- **提示文**
岩倉美津未、今日から東京の高校生! 入学を機に地方から上京した彼女は、勉強こそできるものの、過疎地育ちゆえに同世代コミュ経験がとぼしい。そのうえちょっと天然で、慣れない都会の高校はなかなかムズカシイ! だけど、そんな「みつみちゃん」のまっすぐでまっしろな存在感が、本人も気づかないうちにクラスメイトたちをハッピーにしていくのです!

『スキップとローファー』あらすじ紹介

 10代の友情や恋愛を濃密ながらも爽やかに描く『スキップとローファー』。アニメ化を記念して、あらすじと魅力についてご紹介します。

解像度の高さがすごい! 青春ヒューマンドラマ

 主人公・岩倉美津未(いわくら・みつみ)は勉強が取り柄の女の子。夢を叶えるため田舎から東京の高校に進学し、慌ただしい都会に戸惑います。いよいよむかえた入学初日、困っていたところを同じ学校の志摩聡介(しま・そうすけ)に助けてもらい……。
 下宿先の叔母・ナオの手を借りつつ、江頭ミカ・村重結月・久留米誠の3人との友情と、ゆっくり変化していく志摩との関係を描いた、穏やかながらもどかしさを感じる青春群像劇です。

 連載開始から徐々に話題になり、10代の繊細な心の機微が丁寧に描かれ、学生生活を思い出させてくれるようなノスタルジーも魅力の本作。10代らしい登場人物の心情から、何気ないシーンの細部まで解像度が高く、「大人こそハマる漫画」との感想も多く寄せられています。

- **課題 a**
次の(i)〜(iii)がそれぞれ『スキップとローファー』の紹介文の内容と合っているかを、はい・いいえで答えてください。判断の決め手となる紹介文の語句をそのまま引用して添えてください。(i) 岩倉美津未は東京で生まれ育った。(ii) 入学初日、美津未は同じ学校の志摩聡介に助けてもらう。(iii) 美津未の下宿先は叔母のナオである。

- **入力データ**
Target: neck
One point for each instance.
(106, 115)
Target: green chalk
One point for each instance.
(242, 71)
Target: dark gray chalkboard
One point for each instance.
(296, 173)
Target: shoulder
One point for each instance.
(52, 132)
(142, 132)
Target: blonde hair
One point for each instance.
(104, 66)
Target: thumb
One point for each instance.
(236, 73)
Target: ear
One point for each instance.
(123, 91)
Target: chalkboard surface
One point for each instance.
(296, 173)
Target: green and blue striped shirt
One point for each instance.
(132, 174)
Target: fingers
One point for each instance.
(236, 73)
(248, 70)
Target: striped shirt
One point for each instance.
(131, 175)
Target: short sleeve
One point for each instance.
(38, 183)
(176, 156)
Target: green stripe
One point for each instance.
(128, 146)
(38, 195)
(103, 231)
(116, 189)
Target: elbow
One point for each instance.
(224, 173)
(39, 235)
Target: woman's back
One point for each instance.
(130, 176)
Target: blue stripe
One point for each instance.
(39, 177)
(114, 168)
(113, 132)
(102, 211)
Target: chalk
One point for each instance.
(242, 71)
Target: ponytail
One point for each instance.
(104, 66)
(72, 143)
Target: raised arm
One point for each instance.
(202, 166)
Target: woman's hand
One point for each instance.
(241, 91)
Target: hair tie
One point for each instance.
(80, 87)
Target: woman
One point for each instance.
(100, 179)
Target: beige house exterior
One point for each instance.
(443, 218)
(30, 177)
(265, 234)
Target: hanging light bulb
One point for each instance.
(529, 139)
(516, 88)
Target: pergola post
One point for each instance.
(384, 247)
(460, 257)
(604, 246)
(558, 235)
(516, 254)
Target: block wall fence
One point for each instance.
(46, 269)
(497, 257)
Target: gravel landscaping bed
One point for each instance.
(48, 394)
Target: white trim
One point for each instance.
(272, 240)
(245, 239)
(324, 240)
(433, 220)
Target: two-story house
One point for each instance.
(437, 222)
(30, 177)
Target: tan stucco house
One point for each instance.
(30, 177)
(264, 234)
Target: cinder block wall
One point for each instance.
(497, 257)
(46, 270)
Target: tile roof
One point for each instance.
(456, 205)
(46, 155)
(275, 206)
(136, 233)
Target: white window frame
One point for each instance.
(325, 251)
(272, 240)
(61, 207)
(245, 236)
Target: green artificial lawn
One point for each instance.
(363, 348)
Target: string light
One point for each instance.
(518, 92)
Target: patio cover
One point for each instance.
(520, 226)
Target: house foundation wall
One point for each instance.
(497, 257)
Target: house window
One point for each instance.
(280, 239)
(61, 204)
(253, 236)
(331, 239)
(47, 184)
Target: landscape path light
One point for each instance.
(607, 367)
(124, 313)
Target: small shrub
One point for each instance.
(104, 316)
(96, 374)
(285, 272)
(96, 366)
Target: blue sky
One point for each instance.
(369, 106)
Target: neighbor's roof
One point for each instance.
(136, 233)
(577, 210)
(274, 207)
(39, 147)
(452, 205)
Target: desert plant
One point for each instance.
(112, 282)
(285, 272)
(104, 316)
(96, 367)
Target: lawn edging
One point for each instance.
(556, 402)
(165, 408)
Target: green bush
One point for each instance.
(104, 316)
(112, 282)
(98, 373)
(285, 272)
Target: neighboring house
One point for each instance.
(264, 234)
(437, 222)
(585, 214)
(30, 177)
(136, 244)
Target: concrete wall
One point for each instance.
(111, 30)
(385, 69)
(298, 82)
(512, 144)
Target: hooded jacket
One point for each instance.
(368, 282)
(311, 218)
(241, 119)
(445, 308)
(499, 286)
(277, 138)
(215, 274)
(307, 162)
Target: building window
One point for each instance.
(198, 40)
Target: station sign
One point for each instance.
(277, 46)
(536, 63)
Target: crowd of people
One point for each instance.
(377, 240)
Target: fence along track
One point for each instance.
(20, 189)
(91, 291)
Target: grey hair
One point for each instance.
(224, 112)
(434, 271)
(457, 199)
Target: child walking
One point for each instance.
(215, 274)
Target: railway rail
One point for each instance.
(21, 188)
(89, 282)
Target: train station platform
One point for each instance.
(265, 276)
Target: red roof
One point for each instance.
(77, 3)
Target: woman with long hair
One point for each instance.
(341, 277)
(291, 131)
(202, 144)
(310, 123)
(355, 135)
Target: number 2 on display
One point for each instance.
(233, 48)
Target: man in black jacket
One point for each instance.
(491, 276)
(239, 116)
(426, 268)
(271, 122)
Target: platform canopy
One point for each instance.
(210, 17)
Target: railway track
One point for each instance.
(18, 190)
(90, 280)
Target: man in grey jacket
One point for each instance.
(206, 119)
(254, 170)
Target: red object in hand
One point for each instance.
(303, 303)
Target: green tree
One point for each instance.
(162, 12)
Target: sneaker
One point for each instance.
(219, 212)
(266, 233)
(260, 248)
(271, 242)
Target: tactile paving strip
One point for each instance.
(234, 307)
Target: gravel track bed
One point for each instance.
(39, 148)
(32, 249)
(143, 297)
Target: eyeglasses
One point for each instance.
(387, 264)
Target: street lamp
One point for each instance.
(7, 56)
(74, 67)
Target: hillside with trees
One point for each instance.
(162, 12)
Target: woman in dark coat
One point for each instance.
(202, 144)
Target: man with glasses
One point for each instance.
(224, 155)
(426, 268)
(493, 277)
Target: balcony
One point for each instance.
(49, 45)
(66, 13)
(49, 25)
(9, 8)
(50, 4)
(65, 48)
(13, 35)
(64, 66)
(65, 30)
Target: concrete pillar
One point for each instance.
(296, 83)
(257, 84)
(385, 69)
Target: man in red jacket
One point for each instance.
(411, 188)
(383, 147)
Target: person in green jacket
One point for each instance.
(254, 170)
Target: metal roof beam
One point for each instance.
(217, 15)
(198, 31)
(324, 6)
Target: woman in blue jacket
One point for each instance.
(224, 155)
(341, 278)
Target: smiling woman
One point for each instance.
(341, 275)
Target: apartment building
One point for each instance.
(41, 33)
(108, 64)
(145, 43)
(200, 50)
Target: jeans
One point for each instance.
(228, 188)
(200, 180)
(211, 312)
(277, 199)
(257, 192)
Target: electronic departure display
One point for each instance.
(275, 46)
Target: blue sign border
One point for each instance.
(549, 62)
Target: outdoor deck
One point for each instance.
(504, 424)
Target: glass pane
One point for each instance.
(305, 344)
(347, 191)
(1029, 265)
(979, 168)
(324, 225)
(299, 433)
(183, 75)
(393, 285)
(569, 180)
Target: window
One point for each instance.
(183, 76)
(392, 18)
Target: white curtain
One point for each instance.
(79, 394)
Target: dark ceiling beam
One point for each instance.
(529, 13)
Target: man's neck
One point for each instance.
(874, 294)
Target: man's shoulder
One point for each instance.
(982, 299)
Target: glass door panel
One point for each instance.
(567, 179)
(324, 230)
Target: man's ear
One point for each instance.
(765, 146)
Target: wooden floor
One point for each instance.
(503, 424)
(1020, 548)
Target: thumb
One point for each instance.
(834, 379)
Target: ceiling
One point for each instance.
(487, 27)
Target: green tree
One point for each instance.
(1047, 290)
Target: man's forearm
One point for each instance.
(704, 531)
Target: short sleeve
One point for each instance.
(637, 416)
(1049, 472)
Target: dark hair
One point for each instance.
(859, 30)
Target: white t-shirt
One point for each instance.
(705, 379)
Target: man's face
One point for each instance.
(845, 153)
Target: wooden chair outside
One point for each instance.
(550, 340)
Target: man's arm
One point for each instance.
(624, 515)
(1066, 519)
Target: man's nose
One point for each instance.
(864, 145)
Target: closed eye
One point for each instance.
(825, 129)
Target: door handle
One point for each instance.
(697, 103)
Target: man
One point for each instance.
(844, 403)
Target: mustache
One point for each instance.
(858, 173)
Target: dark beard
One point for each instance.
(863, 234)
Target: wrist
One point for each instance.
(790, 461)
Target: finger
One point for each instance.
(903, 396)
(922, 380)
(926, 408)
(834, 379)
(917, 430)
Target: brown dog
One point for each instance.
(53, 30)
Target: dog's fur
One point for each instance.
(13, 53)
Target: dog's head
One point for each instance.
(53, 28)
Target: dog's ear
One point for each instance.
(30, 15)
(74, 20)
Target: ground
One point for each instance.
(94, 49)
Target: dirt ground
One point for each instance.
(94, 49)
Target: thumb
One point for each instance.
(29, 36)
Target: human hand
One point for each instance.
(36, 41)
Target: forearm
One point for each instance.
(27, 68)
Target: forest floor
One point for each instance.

- **課題 b**
データ行のうち、「Target: human hand」を含む行から最後の行までを、一字一句変えずにすべて書き写してください。

- **解答 a**
(i) いいえ。「入学を機に地方から上京した」
(ii) はい。「困っていたところを同じ学校の志摩聡介(しま・そうすけ)に助けてもらい」
(iii) はい。「下宿先の叔母・ナオ」

- **解答 b**
Target: human hand
One point for each instance.
(36, 41)
Target: forearm
One point for each instance.
(27, 68)
Target: forest floor
One point for each instance.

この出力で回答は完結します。